**Activity list:**
**a)** Using the project management passage, answer each question below on its own line, marked (i), (ii) and (iii):
(i) Who is the Gantt chart named after?
(ii) What do Kanban boards allow teams to break tasks down into?
(iii) What is the iPhone application being developed by the IT team meant to help employees do?
**b)** Copy the project management passage word for word, from "An information technology" to "app through development.".

**Source passage:**

......

For projects with task dependencies:
Gantt chart: A Gantt chart—named after Henry Gantt—is a horizontal chart used to illustrate a project timeline. Each bar on the chart represents tasks in the project, and the length of each bar represents time. Gantt charts help teams visualize what work needs to get done and how tasks affect one another, like a waterfall. If your project involves many dependent tasks (in other words, tasks that rely on one another), then this is a great tool because your team members can see if and where tasks overlap.
For projects that require tasks with small, incremental changes:
Kanban boards: Kanban boards show the work breakdown structure of what stage each task is in. Using Kanban boards in IT project management can help your team balance their work responsibilities and see other team members’ available capacity. Kanban boards work well when your project requires tasks with small, incremental changes. These task boards allow teams to break down tasks into checklists and progress stages.
An information technology team is developing a new iPhone application to help employees clock in at work. When putting together the project proposal for the iPhone app, the IT project manager consults with the app creator while also considering the needs of the end user.
In this IT project example, we’ll use the five phases of project management to bring the iPhone app through development.

......

**Dataset excerpts:**
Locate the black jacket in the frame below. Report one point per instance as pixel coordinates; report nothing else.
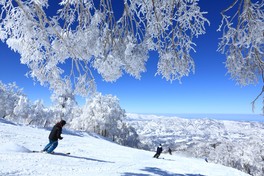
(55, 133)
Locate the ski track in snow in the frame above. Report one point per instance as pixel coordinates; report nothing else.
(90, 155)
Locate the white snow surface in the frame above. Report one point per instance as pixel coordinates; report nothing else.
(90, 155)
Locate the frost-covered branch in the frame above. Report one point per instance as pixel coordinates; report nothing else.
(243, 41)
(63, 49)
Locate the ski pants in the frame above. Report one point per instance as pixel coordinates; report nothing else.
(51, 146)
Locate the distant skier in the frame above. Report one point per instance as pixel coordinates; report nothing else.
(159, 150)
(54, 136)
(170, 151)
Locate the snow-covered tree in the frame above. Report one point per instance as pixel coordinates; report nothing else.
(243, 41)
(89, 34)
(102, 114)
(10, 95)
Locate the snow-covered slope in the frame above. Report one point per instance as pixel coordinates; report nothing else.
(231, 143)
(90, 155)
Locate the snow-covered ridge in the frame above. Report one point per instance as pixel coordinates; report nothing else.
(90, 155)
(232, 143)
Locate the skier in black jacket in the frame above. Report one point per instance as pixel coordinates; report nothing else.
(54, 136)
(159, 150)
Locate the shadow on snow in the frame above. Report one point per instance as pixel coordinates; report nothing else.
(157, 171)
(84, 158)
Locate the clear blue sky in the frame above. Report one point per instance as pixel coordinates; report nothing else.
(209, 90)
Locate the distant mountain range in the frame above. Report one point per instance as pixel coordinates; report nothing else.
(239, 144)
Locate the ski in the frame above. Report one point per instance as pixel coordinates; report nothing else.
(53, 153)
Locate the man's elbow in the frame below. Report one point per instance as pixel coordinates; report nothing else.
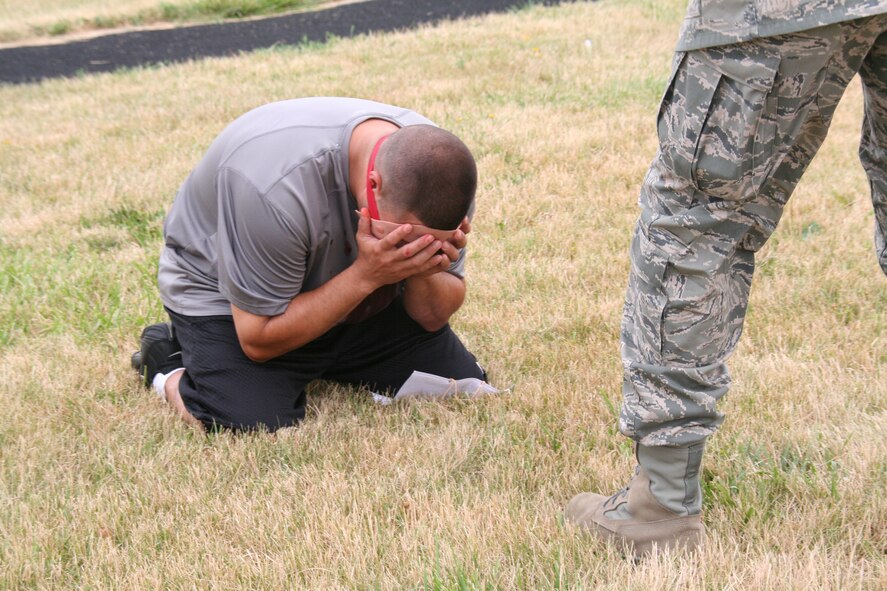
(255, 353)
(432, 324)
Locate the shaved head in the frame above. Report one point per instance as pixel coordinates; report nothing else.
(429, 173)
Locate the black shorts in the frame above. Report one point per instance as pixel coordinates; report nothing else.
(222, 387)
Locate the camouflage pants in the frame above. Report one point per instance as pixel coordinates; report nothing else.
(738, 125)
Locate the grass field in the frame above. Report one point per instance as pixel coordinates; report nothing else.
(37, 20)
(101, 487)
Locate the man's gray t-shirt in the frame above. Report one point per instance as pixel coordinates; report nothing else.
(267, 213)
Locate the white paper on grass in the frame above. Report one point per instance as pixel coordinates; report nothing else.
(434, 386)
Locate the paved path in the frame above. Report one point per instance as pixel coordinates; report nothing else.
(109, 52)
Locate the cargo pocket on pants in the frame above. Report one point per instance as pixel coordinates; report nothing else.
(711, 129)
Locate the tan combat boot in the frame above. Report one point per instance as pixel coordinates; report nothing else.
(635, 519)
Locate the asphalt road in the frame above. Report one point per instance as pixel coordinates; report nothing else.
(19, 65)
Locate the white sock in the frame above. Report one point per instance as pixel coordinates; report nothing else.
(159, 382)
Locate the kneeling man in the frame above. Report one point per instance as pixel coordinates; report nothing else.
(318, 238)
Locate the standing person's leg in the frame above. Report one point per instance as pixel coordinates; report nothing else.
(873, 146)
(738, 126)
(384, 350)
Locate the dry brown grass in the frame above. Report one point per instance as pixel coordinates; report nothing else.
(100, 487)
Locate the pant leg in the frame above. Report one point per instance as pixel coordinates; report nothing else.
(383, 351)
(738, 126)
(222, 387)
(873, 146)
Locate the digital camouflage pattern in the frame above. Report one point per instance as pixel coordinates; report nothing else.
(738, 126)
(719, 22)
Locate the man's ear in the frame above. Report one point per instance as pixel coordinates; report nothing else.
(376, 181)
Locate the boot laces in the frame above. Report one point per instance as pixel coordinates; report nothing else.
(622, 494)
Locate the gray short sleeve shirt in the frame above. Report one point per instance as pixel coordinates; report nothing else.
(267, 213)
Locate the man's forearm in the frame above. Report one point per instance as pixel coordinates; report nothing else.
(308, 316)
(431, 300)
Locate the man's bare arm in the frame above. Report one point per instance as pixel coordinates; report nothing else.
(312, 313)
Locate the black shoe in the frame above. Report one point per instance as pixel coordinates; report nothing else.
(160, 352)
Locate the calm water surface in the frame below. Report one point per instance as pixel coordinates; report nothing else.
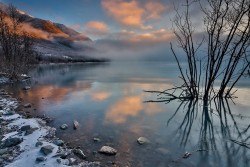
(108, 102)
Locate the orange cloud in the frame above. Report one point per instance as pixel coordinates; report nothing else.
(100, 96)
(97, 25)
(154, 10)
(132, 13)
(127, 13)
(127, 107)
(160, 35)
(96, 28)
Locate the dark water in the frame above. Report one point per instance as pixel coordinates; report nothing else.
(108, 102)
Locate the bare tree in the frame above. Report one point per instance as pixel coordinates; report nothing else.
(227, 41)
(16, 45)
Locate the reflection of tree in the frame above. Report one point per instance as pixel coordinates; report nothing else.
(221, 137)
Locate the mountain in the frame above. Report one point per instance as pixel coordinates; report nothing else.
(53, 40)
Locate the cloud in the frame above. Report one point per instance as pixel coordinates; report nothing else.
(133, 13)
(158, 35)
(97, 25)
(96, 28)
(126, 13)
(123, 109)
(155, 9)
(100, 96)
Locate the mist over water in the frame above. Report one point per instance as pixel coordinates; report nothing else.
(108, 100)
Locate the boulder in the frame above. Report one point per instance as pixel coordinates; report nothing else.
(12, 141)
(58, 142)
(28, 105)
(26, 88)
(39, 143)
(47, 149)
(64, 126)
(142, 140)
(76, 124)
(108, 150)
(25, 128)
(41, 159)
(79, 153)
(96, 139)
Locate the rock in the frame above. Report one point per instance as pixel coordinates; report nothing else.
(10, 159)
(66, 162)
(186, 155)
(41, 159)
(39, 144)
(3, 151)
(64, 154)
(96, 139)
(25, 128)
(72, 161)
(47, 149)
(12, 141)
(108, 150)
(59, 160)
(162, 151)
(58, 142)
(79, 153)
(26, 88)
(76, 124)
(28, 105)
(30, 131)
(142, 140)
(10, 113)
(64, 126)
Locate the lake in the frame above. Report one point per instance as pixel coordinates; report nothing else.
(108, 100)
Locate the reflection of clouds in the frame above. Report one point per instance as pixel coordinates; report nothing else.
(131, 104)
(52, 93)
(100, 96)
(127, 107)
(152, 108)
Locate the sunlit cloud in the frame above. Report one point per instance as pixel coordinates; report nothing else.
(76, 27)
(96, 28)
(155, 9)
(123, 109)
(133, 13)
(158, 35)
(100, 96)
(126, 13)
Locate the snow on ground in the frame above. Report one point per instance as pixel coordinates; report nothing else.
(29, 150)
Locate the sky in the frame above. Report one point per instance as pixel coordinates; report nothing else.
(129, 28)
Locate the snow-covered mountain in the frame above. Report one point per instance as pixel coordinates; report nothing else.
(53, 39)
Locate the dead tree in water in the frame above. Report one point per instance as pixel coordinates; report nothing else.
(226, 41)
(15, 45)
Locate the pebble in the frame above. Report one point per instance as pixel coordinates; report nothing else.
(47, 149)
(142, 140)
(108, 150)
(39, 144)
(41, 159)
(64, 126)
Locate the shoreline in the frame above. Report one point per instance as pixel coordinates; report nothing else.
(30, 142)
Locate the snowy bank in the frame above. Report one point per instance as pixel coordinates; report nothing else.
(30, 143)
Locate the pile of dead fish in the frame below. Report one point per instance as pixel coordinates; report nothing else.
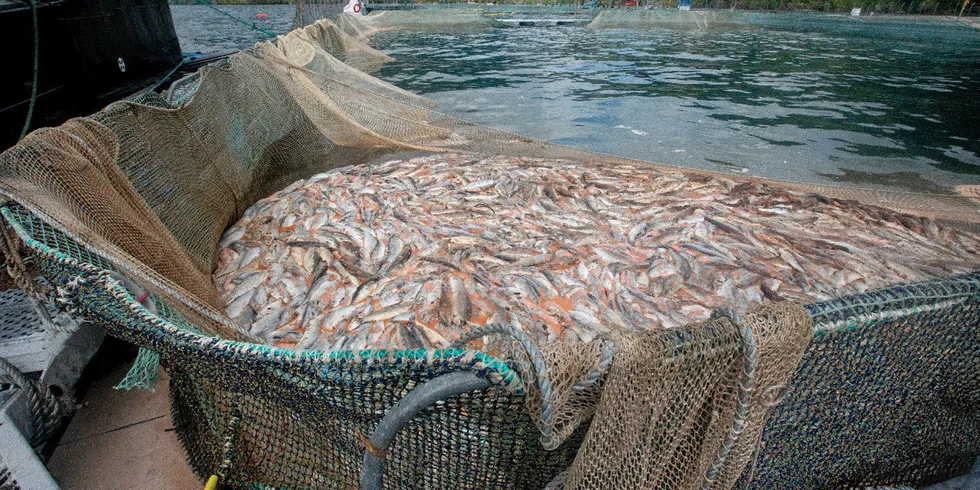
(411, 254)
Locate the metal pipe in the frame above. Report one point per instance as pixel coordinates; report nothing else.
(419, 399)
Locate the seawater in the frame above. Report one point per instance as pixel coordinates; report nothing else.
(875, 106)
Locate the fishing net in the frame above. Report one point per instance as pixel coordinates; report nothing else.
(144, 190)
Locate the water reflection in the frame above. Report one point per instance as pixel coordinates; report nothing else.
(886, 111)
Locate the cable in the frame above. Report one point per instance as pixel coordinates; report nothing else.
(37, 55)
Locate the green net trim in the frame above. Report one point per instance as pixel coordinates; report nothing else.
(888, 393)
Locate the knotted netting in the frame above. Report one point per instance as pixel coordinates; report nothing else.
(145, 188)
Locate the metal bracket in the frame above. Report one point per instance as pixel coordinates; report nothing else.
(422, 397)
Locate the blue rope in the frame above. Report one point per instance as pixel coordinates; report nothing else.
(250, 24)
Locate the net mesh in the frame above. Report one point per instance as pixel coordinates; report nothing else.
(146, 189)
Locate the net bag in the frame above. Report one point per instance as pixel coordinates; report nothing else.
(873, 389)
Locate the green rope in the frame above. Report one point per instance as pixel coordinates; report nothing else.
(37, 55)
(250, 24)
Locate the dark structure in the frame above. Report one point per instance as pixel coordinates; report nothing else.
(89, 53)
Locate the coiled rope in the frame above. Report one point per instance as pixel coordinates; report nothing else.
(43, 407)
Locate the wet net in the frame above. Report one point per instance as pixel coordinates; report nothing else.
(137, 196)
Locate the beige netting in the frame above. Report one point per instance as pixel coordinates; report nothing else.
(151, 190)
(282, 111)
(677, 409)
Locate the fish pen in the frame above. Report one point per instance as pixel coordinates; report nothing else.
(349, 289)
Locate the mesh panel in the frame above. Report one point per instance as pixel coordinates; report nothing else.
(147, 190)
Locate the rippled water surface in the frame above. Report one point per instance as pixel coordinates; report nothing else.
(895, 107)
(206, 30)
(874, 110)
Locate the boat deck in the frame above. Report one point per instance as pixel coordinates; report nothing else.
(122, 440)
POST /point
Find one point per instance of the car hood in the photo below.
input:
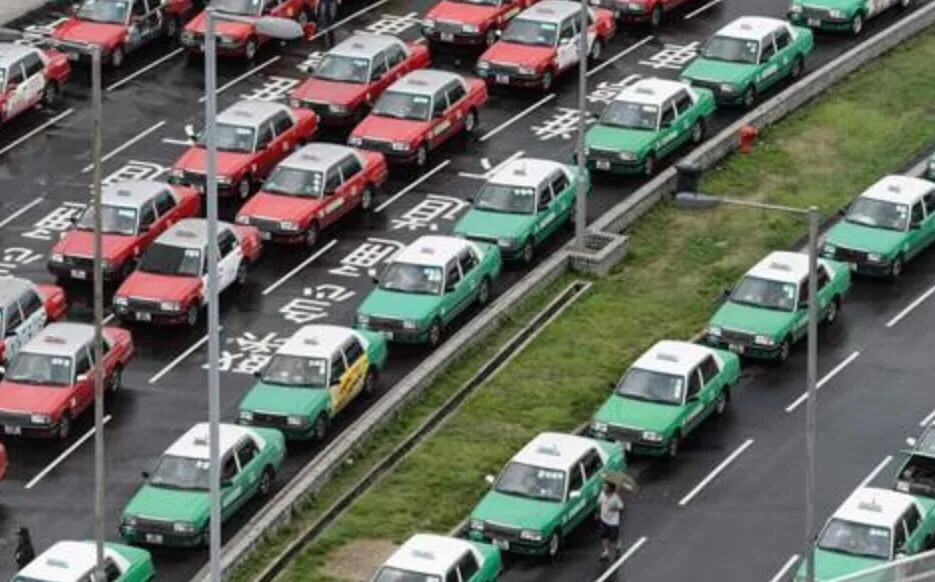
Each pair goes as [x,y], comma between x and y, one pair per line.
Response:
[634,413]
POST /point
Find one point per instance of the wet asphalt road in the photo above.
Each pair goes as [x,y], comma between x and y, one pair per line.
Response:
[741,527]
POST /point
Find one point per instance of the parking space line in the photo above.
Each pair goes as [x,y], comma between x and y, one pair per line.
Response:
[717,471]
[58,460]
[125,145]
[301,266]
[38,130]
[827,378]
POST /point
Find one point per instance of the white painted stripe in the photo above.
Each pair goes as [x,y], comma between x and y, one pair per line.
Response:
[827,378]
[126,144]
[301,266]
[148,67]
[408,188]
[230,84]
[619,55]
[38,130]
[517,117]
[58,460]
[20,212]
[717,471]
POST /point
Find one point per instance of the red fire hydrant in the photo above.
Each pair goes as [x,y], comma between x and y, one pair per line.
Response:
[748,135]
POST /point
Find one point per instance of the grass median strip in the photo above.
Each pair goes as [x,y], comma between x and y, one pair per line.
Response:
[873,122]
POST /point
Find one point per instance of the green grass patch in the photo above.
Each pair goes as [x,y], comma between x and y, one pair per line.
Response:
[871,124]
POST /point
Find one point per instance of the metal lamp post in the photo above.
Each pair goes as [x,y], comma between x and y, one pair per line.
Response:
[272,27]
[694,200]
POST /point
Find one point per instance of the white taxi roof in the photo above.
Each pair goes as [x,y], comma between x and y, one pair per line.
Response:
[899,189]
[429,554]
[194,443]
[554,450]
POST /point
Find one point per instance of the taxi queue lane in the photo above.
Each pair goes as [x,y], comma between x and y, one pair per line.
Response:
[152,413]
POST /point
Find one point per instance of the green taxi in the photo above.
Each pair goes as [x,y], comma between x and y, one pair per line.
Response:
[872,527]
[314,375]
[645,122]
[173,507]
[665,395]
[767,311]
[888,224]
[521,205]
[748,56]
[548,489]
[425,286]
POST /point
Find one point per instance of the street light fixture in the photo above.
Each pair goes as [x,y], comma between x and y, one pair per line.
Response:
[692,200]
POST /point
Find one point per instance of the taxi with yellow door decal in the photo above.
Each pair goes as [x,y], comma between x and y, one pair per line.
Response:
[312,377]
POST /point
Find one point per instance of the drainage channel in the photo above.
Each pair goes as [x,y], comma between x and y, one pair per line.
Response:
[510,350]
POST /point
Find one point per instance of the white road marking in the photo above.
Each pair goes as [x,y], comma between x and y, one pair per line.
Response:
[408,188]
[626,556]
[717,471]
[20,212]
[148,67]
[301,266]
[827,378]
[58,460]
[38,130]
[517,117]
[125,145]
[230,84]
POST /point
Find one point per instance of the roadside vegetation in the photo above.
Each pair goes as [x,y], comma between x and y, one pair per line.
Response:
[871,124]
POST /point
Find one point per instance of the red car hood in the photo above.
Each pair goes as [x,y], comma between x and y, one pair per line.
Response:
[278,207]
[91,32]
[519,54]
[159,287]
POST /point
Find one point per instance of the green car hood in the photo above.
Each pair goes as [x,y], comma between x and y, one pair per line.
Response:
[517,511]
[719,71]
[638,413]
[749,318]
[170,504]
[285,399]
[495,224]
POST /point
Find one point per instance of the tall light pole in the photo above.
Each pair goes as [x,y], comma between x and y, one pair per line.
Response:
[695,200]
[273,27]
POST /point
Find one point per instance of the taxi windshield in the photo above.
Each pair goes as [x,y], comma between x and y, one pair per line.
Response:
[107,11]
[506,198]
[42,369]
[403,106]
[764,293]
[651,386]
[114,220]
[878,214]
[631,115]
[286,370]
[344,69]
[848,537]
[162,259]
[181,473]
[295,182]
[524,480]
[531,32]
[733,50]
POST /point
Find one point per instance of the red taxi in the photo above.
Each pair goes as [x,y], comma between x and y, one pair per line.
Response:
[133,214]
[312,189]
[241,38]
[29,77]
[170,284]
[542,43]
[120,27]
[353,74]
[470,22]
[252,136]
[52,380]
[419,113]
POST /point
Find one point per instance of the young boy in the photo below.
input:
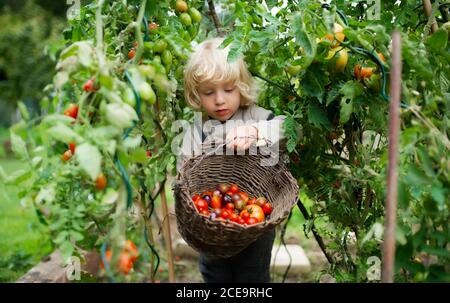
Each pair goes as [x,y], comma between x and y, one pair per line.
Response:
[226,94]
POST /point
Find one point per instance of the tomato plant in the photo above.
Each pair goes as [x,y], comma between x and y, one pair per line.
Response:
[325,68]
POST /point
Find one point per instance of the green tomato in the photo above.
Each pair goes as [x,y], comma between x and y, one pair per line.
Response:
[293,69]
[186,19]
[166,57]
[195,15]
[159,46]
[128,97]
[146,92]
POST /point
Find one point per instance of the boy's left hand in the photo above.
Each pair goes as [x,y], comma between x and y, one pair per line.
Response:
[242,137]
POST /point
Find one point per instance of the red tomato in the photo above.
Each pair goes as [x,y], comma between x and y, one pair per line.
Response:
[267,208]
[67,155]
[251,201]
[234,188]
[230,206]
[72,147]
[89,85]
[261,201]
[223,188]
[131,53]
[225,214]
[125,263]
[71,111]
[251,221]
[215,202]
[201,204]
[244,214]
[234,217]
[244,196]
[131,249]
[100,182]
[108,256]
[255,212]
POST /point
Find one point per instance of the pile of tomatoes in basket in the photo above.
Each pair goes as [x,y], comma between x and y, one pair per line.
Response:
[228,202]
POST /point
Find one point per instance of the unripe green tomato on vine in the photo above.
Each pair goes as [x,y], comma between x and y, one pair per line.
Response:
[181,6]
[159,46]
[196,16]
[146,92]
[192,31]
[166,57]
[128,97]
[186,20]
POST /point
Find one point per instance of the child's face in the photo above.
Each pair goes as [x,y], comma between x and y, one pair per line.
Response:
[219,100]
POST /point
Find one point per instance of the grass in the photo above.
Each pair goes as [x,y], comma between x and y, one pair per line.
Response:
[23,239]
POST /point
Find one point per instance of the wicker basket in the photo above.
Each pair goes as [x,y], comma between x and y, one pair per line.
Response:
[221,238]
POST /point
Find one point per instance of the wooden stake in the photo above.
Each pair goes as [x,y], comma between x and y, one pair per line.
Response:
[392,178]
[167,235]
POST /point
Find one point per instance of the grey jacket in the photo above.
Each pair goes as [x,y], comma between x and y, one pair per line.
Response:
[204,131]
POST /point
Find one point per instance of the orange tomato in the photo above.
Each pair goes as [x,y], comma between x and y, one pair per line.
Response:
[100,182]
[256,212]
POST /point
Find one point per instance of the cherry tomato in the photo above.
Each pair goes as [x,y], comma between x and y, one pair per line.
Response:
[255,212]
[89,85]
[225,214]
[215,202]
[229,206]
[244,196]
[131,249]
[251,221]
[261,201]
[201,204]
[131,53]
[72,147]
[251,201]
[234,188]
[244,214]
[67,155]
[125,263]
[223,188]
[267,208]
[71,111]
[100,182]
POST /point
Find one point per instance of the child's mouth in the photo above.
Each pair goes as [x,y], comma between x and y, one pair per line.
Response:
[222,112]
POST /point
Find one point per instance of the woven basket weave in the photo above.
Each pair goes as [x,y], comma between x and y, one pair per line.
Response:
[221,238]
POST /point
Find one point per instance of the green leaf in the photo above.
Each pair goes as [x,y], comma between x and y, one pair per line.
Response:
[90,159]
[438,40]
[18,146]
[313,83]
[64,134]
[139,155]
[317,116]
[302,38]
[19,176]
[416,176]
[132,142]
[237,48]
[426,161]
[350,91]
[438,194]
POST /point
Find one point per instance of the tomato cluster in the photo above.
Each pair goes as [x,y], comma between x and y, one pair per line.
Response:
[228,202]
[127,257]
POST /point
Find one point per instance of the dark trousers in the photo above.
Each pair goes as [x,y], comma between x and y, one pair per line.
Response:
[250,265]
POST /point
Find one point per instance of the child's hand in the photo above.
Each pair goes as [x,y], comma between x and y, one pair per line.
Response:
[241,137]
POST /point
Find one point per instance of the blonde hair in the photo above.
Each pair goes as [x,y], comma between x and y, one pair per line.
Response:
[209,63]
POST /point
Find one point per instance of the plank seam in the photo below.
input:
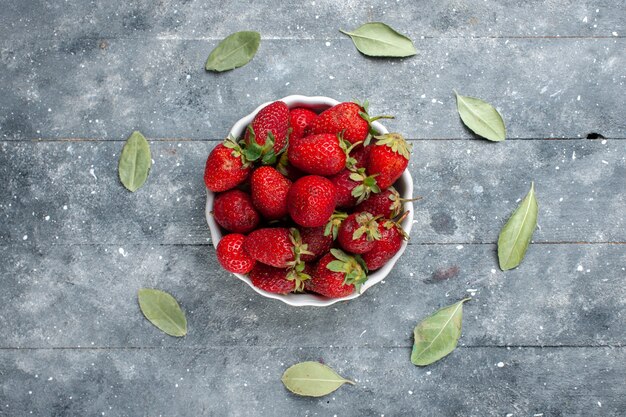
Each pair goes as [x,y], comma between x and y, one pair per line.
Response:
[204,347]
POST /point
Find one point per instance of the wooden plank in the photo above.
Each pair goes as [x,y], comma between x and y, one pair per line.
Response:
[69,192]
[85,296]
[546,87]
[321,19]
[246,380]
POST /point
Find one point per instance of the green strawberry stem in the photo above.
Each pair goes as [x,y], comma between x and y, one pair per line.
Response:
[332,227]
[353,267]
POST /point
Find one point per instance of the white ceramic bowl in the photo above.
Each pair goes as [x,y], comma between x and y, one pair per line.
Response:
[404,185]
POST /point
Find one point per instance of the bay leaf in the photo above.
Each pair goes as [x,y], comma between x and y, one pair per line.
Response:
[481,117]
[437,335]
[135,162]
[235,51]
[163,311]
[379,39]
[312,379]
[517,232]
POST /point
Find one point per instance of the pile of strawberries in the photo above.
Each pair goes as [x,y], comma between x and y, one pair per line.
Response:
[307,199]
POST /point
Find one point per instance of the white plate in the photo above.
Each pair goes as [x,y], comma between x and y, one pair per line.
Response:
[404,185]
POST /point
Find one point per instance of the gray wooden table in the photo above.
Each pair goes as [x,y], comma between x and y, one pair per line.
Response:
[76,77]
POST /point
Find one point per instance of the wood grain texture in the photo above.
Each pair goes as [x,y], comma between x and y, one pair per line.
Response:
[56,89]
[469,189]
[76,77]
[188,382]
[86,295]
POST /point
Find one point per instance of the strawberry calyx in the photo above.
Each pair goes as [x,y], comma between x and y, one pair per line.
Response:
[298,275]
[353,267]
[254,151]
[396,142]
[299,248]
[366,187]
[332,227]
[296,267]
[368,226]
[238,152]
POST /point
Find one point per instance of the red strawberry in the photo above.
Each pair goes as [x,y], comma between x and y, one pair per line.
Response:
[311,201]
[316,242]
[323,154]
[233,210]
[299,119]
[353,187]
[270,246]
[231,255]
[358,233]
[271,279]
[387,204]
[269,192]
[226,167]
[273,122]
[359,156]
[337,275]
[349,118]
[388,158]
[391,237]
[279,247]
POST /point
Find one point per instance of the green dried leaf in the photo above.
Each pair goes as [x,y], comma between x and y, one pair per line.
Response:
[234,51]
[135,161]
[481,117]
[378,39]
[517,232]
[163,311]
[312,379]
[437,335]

......

**Solved tasks:**
**a)**
(i) Henry Gantt
(ii) Checklists and progress stages
(iii) Clock in at work

**b)**
An information technology team is developing a new iPhone application to help employees clock in at work. When putting together the project proposal for the iPhone app, the IT project manager consults with the app creator while also considering the needs of the end user.
In this IT project example, we’ll use the five phases of project management to bring the iPhone app through development.